Your copy of the material below should match it exactly, except that it holds no pictures.

--- --- ---

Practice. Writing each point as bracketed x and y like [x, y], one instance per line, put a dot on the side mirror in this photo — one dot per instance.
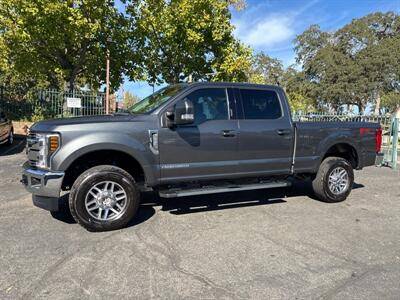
[3, 117]
[181, 114]
[184, 112]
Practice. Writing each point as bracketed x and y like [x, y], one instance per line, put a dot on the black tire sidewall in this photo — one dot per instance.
[334, 164]
[78, 200]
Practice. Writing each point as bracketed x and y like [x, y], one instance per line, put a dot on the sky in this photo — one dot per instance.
[271, 25]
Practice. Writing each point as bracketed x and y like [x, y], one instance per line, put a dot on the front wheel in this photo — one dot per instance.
[334, 180]
[104, 198]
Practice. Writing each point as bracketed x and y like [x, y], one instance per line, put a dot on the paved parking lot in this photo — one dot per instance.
[269, 244]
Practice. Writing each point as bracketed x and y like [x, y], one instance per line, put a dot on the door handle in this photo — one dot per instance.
[283, 131]
[228, 133]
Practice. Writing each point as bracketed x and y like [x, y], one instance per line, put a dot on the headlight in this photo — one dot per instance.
[48, 144]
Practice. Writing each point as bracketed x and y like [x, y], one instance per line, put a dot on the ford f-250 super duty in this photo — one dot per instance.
[190, 139]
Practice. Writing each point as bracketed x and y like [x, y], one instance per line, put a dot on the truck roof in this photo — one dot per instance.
[234, 84]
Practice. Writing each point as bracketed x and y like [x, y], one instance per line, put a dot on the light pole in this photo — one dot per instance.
[109, 40]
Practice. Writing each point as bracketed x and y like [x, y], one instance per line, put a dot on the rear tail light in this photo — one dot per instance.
[378, 140]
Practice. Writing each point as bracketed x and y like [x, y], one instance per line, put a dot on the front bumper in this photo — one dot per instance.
[45, 186]
[379, 159]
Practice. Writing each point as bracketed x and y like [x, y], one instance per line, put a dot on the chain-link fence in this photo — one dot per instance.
[390, 130]
[49, 104]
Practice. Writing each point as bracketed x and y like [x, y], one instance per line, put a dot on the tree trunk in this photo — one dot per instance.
[377, 104]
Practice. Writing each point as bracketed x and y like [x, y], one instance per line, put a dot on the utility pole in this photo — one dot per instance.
[108, 83]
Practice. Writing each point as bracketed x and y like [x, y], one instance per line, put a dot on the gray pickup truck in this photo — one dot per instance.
[190, 139]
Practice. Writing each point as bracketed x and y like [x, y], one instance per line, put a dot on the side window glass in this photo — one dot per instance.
[209, 104]
[260, 104]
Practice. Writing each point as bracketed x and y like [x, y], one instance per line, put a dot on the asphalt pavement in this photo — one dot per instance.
[268, 244]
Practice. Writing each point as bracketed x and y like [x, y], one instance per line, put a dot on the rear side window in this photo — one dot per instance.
[259, 104]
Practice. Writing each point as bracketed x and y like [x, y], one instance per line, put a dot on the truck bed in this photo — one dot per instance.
[313, 139]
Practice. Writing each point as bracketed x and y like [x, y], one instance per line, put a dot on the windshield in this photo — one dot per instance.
[155, 100]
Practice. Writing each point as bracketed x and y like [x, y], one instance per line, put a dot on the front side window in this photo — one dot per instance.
[209, 104]
[152, 102]
[260, 104]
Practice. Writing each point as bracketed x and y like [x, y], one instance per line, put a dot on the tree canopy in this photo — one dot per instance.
[56, 42]
[355, 65]
[179, 38]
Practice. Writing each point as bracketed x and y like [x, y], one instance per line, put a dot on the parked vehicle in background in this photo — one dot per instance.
[6, 129]
[191, 139]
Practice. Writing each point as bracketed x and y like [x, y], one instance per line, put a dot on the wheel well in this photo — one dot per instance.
[345, 151]
[102, 157]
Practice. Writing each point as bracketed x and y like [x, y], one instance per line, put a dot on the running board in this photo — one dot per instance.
[173, 193]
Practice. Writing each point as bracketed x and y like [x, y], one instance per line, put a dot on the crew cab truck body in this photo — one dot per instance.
[190, 139]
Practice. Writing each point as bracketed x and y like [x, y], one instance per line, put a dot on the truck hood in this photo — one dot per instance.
[52, 125]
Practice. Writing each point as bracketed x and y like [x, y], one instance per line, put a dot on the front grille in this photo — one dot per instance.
[32, 149]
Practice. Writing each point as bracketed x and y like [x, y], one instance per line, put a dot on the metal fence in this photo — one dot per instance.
[50, 104]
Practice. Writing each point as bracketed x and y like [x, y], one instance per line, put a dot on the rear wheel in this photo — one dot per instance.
[104, 198]
[334, 180]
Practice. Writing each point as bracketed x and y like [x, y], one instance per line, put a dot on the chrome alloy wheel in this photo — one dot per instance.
[106, 201]
[338, 181]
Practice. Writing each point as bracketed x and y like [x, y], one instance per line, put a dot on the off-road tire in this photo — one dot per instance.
[86, 181]
[320, 183]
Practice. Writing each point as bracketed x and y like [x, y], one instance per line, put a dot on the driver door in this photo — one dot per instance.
[205, 149]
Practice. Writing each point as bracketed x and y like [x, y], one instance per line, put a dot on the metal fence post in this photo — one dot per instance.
[395, 143]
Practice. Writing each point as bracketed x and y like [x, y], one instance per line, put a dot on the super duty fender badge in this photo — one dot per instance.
[153, 141]
[174, 166]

--- --- ---

Exercise solution
Practice. Writing each point as bracketed x and y like [x, y], one instance per line, put a dot on the side mirror in this photo — one dot per instance.
[3, 117]
[181, 114]
[184, 112]
Practice. Writing each point as bracketed x and y like [x, y], one instance per line, put a dot on the black tire sidewall in this photo — one dot per instance.
[334, 164]
[78, 200]
Practice. Writing each point as bracketed x and y like [x, y], one instance per line, put a dot on the sky in this photo — one dot per instance.
[271, 25]
Practice. Writing each point as bracketed x and y like [x, y], one instance per line, put a dot on the front wheel in this photo — one dot per instance.
[334, 180]
[104, 198]
Practice. Writing each point as bracketed x and y like [x, y], one instance per line, put a dot on the paved parking lot in this photo — one dot per instance.
[269, 244]
Practice. Writing each point as bracketed x and y like [x, y], one instance per line, put a dot on the door handle in this photo — one dot per instance.
[283, 131]
[228, 133]
Practice. Writing each point as bracketed x and y like [x, y], one instance per line, put a dot on the headlight in this photo — one dot per instance.
[48, 144]
Practice. Writing each point as bracketed x and y like [x, y], one instance per line, put a dot on the ford f-250 super duty in this photo — one dot per instance.
[190, 139]
Practice. Writing each point as bracketed x and y like [x, y], one instance per line, put a dot on the truck roof in this photo — one dot per instance.
[234, 84]
Practice. Writing each point as bracketed x and y like [x, y], one instance per line, put a dot on the light pole in this photo — one dot per instance.
[109, 40]
Practice. Writing each point as bracketed x and y like [x, y], one instance per line, put a dot on the rear tail light in this photo — one dot per instance.
[378, 140]
Practice. Writing each point as bracketed x and y like [x, y], one instance per line, put a dot on the front bumper in this photo — one dot per instance.
[45, 186]
[379, 159]
Practice. Writing each point as bracketed x and y like [x, y], one instance per line, put a dot on the chain-link fence in this photo — one dot per instance.
[390, 130]
[49, 104]
Practice. Writing each point as bracketed x and y like [x, y], one instance per line, put a dot on the tree trunk in this photo — one dot per instance.
[377, 104]
Practice. Writing each point as bracketed x and y like [x, y], one instance per line, put a dot on the utility pole in this photo — one dot per instance.
[108, 83]
Practice. Writing each point as bracketed x and y like [x, y], one instance per line, put a dot on the gray pickup truck in this photo — one dot per instance.
[190, 139]
Practice. Writing each point as bracketed x and y like [x, y], one instance per line, put a dot on the side window glass in this photo — one dot per instance.
[209, 104]
[260, 104]
Practice. Writing each point as bracketed x and y like [x, y], one instance per line, put a dot on the asphalt pavement in this photo — one dot per instance.
[268, 244]
Practice. Writing each point as bracketed x and y like [x, y], one instance per line, put a dot on the rear side window in this photo — one dot per instance.
[259, 104]
Practice. Writing each point as bracketed x and y like [x, y], one instance per line, put a dot on the truck bed in this photo — one dot per instance.
[313, 139]
Practice. Writing each point as bracketed x and y like [x, y], one instance per line, put a dot on the windshield in this photo — one dot per instance.
[155, 100]
Practice. Writing each point as bracketed x and y like [x, y], one instance per line, put a dot on the front side window in this photo — one dot per instance.
[209, 104]
[152, 102]
[260, 104]
Practice. Writing each point as bracketed x and y like [x, y], one instance per line, put a dot on the tree canopy in this photo — one dot per instance.
[56, 42]
[355, 65]
[179, 38]
Practice. Writing each point as bracketed x and y like [x, y], one instance per line, put a dot on the parked vehicle in background in this photo — one dot per instance.
[6, 129]
[191, 139]
Practice. Writing each point as bracketed x and y like [x, y], one instance per line, put a dot on the wheel well in this photo — one dot per instance.
[345, 151]
[102, 157]
Practice. Writing each point as bracketed x and y like [x, y], one instance per line, put a dot on the running board in this photo — one dot per instance.
[173, 193]
Practice. Writing each point as bracketed x and y like [x, y], one instance per line, put a dot on the crew cab truck body in this photo — one dot per instance.
[190, 139]
Practice. Writing each point as bracketed x and y like [x, y], one instance per line, put a dot on the truck hood in this photo — one dot per instance.
[52, 125]
Practice. Writing each point as bracketed x and y like [x, y], one instance per line, put a dot on the front grille in this photo — one dot per instance.
[32, 149]
Practice. Writing each point as bracketed x and y like [x, y], one instance per line, put a dot on the metal fence in this photo — one dot per instance.
[50, 104]
Practice. Writing each point as bracketed x and y like [x, y], one instance per line, put a dot on the rear wheel in this photo — one dot per instance.
[104, 198]
[334, 180]
Practice. Writing each point as bracketed x and y like [x, y], one instance per line, put a dot on the chrome alloy wheel in this photo — one dot per instance.
[106, 201]
[338, 181]
Practice. Writing each point as bracketed x and y like [x, y], one instance per line, put a dot on the off-road tire in this photo — one dot per instance.
[86, 181]
[320, 183]
Practice. Writing each point as bracketed x and y like [x, y], one instance per line, put a dot on the driver door in this photo — one dot per instance.
[205, 149]
Practice. Writing each point as bracketed x and y like [x, y], one instance per line, put a dot on the metal fence post in this photo — one dot per instance.
[395, 143]
Practice. Writing each point as bracketed x and y like [x, y], one instance per line, put a dot on the super duty fender badge in this photo — one dot per instance.
[153, 141]
[174, 166]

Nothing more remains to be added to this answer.